Set problem >>
Reproduce only the lines from the line containing "Target: white rooftop" to the end of the entries below, including both of those lines.

━━━ Supplied data

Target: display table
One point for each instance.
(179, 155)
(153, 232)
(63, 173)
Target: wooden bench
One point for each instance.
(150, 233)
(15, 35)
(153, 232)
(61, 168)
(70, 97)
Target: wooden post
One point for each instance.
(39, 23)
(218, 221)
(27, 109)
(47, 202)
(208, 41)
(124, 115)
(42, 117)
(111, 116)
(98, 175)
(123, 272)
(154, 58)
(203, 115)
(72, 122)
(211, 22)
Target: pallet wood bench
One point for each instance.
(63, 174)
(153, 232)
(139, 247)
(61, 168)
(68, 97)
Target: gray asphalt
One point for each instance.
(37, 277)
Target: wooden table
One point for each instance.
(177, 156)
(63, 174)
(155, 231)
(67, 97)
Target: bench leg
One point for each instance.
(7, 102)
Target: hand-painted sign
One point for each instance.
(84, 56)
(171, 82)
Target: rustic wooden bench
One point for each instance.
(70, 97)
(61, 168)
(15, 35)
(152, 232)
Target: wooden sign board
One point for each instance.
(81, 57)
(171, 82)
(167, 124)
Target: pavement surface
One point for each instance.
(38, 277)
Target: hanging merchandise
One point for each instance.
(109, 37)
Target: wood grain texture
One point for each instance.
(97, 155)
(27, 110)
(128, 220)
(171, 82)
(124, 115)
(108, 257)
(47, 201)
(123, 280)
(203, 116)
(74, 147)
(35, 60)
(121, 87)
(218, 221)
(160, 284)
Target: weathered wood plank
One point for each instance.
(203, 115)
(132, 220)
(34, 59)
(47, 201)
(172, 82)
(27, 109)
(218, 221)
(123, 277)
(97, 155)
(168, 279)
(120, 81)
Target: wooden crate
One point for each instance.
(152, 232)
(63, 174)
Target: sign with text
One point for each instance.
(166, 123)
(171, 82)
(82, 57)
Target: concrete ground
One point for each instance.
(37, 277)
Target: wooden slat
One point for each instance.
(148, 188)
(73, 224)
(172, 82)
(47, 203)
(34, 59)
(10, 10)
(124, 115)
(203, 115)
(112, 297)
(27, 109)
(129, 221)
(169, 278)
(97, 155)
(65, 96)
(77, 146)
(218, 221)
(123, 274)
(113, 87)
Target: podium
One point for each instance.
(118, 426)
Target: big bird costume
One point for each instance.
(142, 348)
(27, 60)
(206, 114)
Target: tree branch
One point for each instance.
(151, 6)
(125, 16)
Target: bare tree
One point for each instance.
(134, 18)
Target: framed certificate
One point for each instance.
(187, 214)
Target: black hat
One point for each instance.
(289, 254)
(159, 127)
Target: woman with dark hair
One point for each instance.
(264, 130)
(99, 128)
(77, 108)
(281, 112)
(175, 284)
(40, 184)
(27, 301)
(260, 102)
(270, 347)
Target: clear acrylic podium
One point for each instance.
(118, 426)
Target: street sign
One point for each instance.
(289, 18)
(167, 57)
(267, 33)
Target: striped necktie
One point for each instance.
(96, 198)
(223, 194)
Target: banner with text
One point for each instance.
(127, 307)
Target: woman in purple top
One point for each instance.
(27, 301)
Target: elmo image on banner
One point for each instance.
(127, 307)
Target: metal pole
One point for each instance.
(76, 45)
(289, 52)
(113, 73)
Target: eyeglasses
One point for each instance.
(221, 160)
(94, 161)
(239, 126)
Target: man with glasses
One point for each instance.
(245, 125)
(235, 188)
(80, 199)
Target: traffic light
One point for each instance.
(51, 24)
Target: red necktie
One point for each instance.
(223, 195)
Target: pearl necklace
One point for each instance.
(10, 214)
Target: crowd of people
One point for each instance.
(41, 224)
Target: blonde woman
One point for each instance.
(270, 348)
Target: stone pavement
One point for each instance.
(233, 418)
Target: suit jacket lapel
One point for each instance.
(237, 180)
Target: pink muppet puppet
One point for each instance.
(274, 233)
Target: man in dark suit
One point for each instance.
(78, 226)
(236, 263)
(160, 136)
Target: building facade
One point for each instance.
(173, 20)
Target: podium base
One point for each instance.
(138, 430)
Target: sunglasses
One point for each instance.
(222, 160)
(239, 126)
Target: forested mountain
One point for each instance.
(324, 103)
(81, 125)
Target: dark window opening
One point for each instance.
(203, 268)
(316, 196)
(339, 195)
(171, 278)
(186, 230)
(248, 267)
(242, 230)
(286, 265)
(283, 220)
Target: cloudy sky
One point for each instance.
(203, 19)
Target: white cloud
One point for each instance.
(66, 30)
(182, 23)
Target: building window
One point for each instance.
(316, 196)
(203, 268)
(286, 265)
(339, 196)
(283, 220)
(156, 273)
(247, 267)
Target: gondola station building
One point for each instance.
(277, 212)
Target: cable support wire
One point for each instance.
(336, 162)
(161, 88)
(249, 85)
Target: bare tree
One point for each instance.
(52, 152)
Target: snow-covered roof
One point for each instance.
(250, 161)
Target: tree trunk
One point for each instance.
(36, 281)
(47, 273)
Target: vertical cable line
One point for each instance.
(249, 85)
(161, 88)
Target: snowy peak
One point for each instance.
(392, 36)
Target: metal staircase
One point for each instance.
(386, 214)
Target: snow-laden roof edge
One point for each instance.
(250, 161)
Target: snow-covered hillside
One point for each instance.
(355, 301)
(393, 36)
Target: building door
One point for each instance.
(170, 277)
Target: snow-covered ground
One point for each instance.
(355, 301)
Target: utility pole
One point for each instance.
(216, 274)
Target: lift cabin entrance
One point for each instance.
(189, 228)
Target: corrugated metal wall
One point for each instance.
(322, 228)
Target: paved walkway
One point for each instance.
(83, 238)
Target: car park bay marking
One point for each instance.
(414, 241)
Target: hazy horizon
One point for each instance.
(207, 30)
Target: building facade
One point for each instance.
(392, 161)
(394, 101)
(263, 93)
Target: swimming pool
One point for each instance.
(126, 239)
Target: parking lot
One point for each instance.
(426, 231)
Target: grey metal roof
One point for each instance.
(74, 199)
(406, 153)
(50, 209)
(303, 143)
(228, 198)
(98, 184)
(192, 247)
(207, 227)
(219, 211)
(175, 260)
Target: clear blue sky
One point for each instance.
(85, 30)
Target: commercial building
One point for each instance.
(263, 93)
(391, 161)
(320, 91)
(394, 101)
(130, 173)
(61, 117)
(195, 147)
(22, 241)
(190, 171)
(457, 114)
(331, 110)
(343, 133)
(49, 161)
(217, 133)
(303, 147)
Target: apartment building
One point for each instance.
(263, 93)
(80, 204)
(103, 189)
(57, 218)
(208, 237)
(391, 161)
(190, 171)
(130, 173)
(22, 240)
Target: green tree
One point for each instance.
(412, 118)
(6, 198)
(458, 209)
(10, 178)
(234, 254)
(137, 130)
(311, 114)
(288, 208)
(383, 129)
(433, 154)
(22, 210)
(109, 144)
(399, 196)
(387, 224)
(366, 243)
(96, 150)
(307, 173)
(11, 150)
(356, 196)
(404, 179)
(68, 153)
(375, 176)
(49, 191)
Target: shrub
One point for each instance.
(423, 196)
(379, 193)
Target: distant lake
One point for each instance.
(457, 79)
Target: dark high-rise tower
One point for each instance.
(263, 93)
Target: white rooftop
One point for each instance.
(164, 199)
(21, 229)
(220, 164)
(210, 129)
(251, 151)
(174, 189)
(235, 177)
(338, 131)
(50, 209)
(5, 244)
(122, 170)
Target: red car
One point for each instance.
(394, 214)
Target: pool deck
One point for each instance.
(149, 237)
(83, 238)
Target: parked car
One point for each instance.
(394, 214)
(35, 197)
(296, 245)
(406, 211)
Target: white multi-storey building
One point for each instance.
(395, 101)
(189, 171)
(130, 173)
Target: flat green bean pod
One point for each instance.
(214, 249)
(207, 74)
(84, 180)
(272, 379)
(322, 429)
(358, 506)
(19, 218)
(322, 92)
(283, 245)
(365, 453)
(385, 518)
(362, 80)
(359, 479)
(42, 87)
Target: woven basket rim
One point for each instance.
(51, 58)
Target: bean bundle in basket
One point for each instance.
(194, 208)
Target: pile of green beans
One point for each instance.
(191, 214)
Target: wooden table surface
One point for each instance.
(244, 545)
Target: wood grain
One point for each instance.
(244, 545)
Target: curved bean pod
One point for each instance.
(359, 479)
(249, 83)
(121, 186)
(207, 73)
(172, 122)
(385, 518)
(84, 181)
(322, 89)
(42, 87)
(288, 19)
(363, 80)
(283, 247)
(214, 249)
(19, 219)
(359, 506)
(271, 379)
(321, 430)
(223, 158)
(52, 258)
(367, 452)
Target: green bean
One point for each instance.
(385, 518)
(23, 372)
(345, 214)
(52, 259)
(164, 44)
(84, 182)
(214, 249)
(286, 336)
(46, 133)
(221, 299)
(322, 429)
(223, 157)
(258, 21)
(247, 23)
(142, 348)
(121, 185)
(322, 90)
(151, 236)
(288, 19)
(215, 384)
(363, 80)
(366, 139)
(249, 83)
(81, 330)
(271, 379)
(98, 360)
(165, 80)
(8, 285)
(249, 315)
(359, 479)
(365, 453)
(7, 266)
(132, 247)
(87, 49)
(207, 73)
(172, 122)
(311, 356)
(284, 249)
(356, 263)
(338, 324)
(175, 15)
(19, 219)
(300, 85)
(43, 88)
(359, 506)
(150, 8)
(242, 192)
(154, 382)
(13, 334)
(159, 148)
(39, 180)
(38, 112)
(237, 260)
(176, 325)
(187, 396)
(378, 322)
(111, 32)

━━━━━━

Task solution >>
Target: white rooftop
One point for each instance.
(164, 199)
(21, 229)
(220, 164)
(210, 129)
(251, 151)
(174, 189)
(235, 177)
(338, 131)
(50, 209)
(5, 244)
(122, 170)
Target: red car
One point for each instance.
(394, 214)
Target: pool deck
One point for each instance.
(149, 237)
(83, 238)
Target: parked car
One point for each instance.
(394, 214)
(35, 197)
(296, 245)
(406, 211)
Target: white multi-storey building
One point for each instance.
(395, 101)
(189, 171)
(130, 173)
Target: flat green bean pod
One point for each instance.
(214, 249)
(207, 74)
(84, 180)
(272, 379)
(322, 429)
(358, 506)
(19, 218)
(322, 92)
(283, 245)
(365, 453)
(385, 518)
(362, 80)
(359, 479)
(42, 87)
Target: woven basket rim
One point for each instance.
(51, 58)
Target: bean bundle in basket
One point for each instance.
(194, 208)
Target: pile of green beans
One point for each instance.
(191, 214)
Target: wooden table surface
One point for each instance.
(244, 545)
Target: wood grain
One point for each instance.
(244, 545)
Target: curved bean pod
One point for each instance.
(359, 479)
(249, 83)
(121, 186)
(207, 73)
(172, 122)
(385, 518)
(84, 181)
(322, 89)
(42, 87)
(288, 19)
(363, 80)
(283, 247)
(214, 249)
(19, 219)
(359, 506)
(271, 379)
(321, 430)
(223, 158)
(52, 258)
(367, 452)
Target: green bean
One point for each instance.
(385, 518)
(23, 372)
(345, 214)
(52, 259)
(164, 44)
(84, 182)
(214, 249)
(286, 336)
(46, 133)
(221, 299)
(322, 429)
(223, 157)
(258, 21)
(247, 23)
(142, 348)
(121, 185)
(322, 90)
(151, 236)
(288, 19)
(215, 384)
(363, 80)
(366, 139)
(249, 83)
(81, 330)
(271, 379)
(98, 360)
(165, 80)
(8, 285)
(249, 315)
(359, 479)
(365, 453)
(7, 266)
(132, 247)
(87, 49)
(207, 73)
(172, 122)
(311, 356)
(284, 249)
(356, 263)
(338, 324)
(175, 15)
(19, 219)
(300, 85)
(43, 88)
(359, 506)
(150, 8)
(242, 192)
(154, 382)
(13, 334)
(159, 148)
(39, 180)
(38, 112)
(237, 260)
(176, 325)
(187, 396)
(378, 322)
(111, 32)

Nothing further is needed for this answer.